* **Instrucción 1**
Según el extracto de página, ¿de qué partido fue fundador Jaime Guzmán Errázuriz?

______________________________

“Nuestra propuesta es que la centralidad de las fuerzas democráticas debe ser desmantelar el Estado Subsidiario. El Estado Subsidiario es fruto de la alquimia política de Jaime Guzmán y resultado de la alianza social y política que a poco andar toma las riendas de la dictadura que realiza la revolución más grande que ha conocido la historia de este país” (Francisco Orellana, “Todos juntos contra el Estado Subsidiario”, El Mostrador, 11 noviembre 2014).

Esta afirmación de uno de los partidarios de ese conglomerado bizarro llamado Frente Amplio, inspirado ideológicamente en las tesis centrales del estatismo chavista, nos permite rastrear con facilidad cuál es el objetivo de la izquierda no democrática chilena, apoyada paradojalmente por algunos organismos de DD.HH., y por la autodenominada “mesa social” que no es otra cosa que una extensión del Partido Comunista chileno. ¿Cuál es ese objetivo? Poner fin al Estado subsidiario, porque, según ellos, no solo representa el pensamiento del fundador de la UDI (único senador chileno asesinado en democracia), Jaime Guzmán Errázuriz, sino también la expresión tangible del ideario político de la dictadura militar de Augusto Pinochet. Aún más, es la subsidiariedad del Estado la que hizo posible la implementación y consolidación del modelo neoliberal, el gran responsable del “estallido social” ocurrido en Chile el 9 de octubre del 2019, como consecuencia de las desigualdades existentes en la sociedad chilena.

Este es el discurso que la “nueva” izquierda -o izquierda no democrática (Frente Amplio y otros conglomerados)- repite sistemáticamente como si se tratase de un dogma casi religioso que no puede ser cuestionado por nadie, so pena de caer bajo la sospecha del nuevo Tribunal de la Inquisición, que los totalitarios de siempre han sabido diseñar para aplastar moralmente, e incluso físicamente, a quien no comulgue con alguno de los artículos de su profesión de fe (¿no es acaso la ideología una religión secularizada?): para eso existen las “funas”. Curiosamente, algunos creen que las llamadas “funas” son un fenómeno histórico reciente e incluso democrático, desconociendo que se trata de una práctica aberrante que era utilizada por los fanáticos militantes de las ideologías totalitarias del siglo XX, no solo por los fascistas de Mussolini, sino también por los seguidores de Hitler y los bolcheviques comunistas seguidores de Trotsky o Lenin. Su finalidad era amedrentar a cualquiera que fuera disidente, o se atreviera a expresar libremente sus ideas contrarias al pensamiento único encarnado por el partido, o el Estado y sus burócratas.

______________________________

* **Instrucción 2**
Reproduce los registros comenzando en la línea que contiene "Compliance review: the ship" y terminando al final de los registros, ambos extremos incluidos, reemplazando "superstructure" por "bridge" y dejando todo lo demás sin cambios.

______________________________

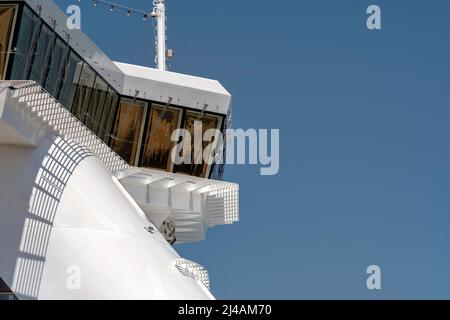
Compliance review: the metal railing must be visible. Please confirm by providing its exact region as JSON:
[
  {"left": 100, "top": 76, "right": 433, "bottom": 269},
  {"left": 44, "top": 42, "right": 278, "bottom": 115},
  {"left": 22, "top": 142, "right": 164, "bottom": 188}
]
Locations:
[{"left": 8, "top": 80, "right": 130, "bottom": 172}]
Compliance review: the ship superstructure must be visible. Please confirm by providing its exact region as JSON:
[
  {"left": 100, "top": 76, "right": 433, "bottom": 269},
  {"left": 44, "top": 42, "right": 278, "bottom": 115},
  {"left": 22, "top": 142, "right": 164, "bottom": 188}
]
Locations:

______________________________

* **Resultado 1**
De la UDI.

* **Resultado 2**
Compliance review: the ship bridge must be visible. Please confirm by providing its exact region as JSON:
[
  {"left": 100, "top": 76, "right": 433, "bottom": 269},
  {"left": 44, "top": 42, "right": 278, "bottom": 115},
  {"left": 22, "top": 142, "right": 164, "bottom": 188}
]
Locations:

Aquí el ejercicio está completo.